Work to complete:
Make a verbatim copy of all the records. Skip every image.

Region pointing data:
|---|

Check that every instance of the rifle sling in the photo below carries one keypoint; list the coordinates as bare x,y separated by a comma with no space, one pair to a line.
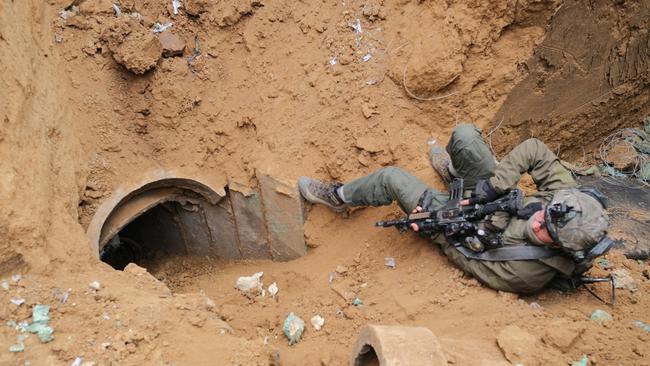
514,253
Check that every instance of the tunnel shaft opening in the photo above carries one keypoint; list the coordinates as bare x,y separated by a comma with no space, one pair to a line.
183,218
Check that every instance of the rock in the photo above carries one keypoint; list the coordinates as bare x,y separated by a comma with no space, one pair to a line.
293,327
132,44
601,317
317,322
517,345
96,7
172,44
248,283
562,333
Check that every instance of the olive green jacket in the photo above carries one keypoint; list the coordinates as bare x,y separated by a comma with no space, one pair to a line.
527,276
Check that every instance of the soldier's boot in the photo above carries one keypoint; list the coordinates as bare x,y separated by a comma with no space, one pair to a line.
316,191
441,161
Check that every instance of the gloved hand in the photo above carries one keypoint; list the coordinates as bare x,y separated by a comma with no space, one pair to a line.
483,192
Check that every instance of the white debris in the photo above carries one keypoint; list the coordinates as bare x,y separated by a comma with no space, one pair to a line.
159,28
356,26
245,284
273,289
176,4
317,322
623,279
95,286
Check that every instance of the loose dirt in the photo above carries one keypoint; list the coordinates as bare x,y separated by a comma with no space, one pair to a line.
332,90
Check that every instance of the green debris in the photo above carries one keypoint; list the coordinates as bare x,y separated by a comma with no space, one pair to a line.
642,325
17,347
603,263
584,361
601,317
40,318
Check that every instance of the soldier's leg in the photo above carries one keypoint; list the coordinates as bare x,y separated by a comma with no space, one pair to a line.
385,186
471,157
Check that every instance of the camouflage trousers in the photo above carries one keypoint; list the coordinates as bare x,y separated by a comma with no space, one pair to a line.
472,160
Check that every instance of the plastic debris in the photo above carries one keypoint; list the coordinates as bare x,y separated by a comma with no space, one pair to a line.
331,277
623,279
95,286
40,318
601,317
159,28
584,361
317,321
356,26
293,328
19,347
642,325
247,283
273,289
603,263
176,4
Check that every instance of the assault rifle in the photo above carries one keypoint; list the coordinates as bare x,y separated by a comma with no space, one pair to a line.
461,226
454,219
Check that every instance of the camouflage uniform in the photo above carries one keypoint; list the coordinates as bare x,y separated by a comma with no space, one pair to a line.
472,160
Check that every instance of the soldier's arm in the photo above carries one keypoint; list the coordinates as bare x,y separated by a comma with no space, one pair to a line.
535,158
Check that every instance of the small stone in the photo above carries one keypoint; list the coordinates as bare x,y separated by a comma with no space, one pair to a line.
172,44
95,286
366,110
293,327
601,317
341,269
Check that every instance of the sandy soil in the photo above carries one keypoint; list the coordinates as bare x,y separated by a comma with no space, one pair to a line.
290,88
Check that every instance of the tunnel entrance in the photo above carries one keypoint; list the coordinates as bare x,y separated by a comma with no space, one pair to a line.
180,217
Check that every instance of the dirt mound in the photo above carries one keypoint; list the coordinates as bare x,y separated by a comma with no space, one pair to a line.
132,45
293,88
584,81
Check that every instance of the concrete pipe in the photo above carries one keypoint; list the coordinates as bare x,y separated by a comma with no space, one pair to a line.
384,345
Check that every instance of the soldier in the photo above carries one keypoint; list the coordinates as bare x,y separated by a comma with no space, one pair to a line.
583,224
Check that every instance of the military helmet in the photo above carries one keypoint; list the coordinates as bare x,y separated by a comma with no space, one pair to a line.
576,219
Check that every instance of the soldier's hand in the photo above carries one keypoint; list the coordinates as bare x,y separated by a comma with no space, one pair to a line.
415,226
484,192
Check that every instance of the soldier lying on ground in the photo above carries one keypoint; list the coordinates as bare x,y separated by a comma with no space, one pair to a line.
583,226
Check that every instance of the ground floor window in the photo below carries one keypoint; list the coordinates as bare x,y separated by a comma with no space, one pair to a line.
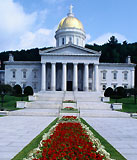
104,87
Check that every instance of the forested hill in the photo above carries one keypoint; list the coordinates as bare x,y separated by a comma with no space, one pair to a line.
23,55
112,52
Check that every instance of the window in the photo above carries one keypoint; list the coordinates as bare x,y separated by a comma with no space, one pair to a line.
35,85
114,86
125,76
70,39
35,74
115,75
104,76
63,41
125,86
90,86
77,41
23,85
13,74
103,87
13,84
24,74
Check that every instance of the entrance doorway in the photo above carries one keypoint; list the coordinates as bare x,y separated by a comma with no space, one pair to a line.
69,85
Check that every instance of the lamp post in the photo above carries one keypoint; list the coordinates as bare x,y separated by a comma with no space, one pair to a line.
2,99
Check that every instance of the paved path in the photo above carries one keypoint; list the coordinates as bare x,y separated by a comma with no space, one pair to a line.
17,131
120,132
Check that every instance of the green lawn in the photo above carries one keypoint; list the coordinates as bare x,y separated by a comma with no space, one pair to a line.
128,104
34,143
10,102
108,147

|---|

Solution for this exercise:
Check that every instance of the rifle sling in the photo below carries one keypoint; list the coordinates as bare x,y separated by a comma with no space, one pair to a line.
514,253
Check that every instance of the tunnel shaft opening in the photo above carries one keypoint; list the coordinates as bare x,y separated by a comma with no space, one pair to a line.
183,218
Check that every instance of the rock in the photo above carries one keypoint; list the coordinates as bare x,y separated by a comma with no space, one pair to a line.
293,327
132,44
601,317
317,322
517,345
96,7
172,44
248,283
562,333
Check that every instance of the olive green jacket in the photo above carries one keypoint; list the coordinates as bare x,y separated by a comma with no space, one pair to a line.
527,276
Check that every instance of the soldier's boot in the photo above carries one keypoint; list the coordinates as bare x,y separated by a comma with no space, one pair to a line.
316,191
441,161
Check that every instance of the gloved hand in the photo above carries one keypoint; list the coordinates as bare x,y separated by a comma with no space, one pair to a line.
483,192
Check that every instance of the white debris in the photo above carries one keypoint; list the coordinates as bare x,y separated by a comma with no space, one pair to a line.
159,28
356,26
245,284
273,289
176,4
317,322
623,279
95,286
Check that every instance of the loose dirt in the photo above carries one keypoint; list the coordinates as bare x,y separated by a comma with no space, one pair to a line.
332,90
Check that every instance of the green debris in the photo above carries one keypoint; list the coordinates as bare x,y separated by a comma with no space, one pair to a line.
642,325
17,347
603,263
584,361
601,317
40,318
Check that every instance of the soldier's leg in the photo above carries one keypoint; list the coordinates as bare x,y separated by a comma with no space, one pair to a line.
385,186
471,157
Check that every instance of the camouflage trousers in the photo above carries one keypoint; list the coordinates as bare x,y separated by a comma with no space, one pair to a line.
472,160
Check that every instance of the plastic debris in the photo above carries one keypoint; list the coordinates as bare x,y separated by a comma with no space, one pair to a line.
331,277
623,279
95,286
40,318
601,317
159,28
584,361
317,321
356,26
293,328
19,347
642,325
247,283
273,289
603,263
176,4
Check that every instance of the assault rifle in the photo above carries one keypoint; list the coordinates as bare x,y separated by a comma with no space, one pair to a line.
461,226
454,219
Check that every instance of the camouflage uniform in the photo above carries one keypoint; list the coordinates as bare x,y separated by a comma with no space, one pair to a line.
472,160
Check that every instance of the soldier's arm in the photo above carries one keypoint; list the coordinates as bare x,y separated by a comma with no space, one pair to a line.
535,158
Check that every instance of the small stone in the photo above carries one keypoint; list the coordinates as bare x,y separated by a comma with no space, one pair to a line.
172,44
95,286
366,110
293,327
601,317
341,269
Check that every instance of the sandy soil in the photo above carries one keypoint; list the coordinates as bare x,y separated by a comma with no space, one pair to a line.
290,88
Check that every instance of the tunnel entrance in the photo above carries one keypoint; list the coordinates as bare x,y separated by a comma with no space, one pair to a line.
180,217
Check that every instance of the dirt mound in the photo above carries one keypoint; list the coordinates as bare x,y separated by a comma with no space, one pair to a line.
132,45
293,88
584,81
Check that every instance of the concrete pipe in the photo above carries one keypoint; list the coordinates as bare x,y separated by a comma with no space, one pair to a line.
384,345
Check that every instance of the soldier in the photo above carries one keypoint; list the coordinates as bare x,y separated by a comma with no space, one pair to a line.
583,224
Check that every instance of the military helmet in the photo above carries one keypoint; list the coordinates as bare x,y separated by a comma with no space, one pair to a line.
576,219
Check that every instance of the soldier's hand in the photo above carries one keypoint; list the coordinates as bare x,y separated by a comma with no space, one pair to a line.
415,226
484,192
Check that every instance of the soldier lying on ground in the photo above carries one keypoint; list the coordinates as bare x,y separated by a comma with no space, one pair to a line.
583,226
Check that every instance of the ground floor window in the photo below carries one keypoint; list the coordinates as bare x,y separated by a comma with no space, one pair to a line.
104,87
Check that every instance of the forested hill in the photo above carries one keypoint; list the coordinates as bare x,y separated by a comma with no space, one pair to a line.
23,55
112,52
Check that every instance of the window in the photo above carries one keypoint; list the coordinates as bare x,y separated by a comma with no space, one pair to a line.
35,85
114,86
125,76
70,39
35,74
115,75
104,76
63,41
125,86
90,86
77,41
23,85
13,74
103,87
13,84
24,74
Check that every instance of the entrance doorway in the photo above carries one keypoint; list the coordinates as bare x,y separated by a comma with no space, one pair to a line.
69,85
Check that every instance of the lamp post in the photo above carries one keypoint; list the coordinates as bare x,y separated by a comma with no space, one pair to a line.
2,99
Check that every instance of the paved path in the photo above carries one keypoint; list the coordinates as bare x,y separated by a comma with no space, one pair to a line.
17,131
120,132
Check that every instance of the green lawn in the photo above carries one keypoint; list the coordinates as bare x,y separated by a comma with no space, one pair to a line.
128,104
34,143
10,102
108,147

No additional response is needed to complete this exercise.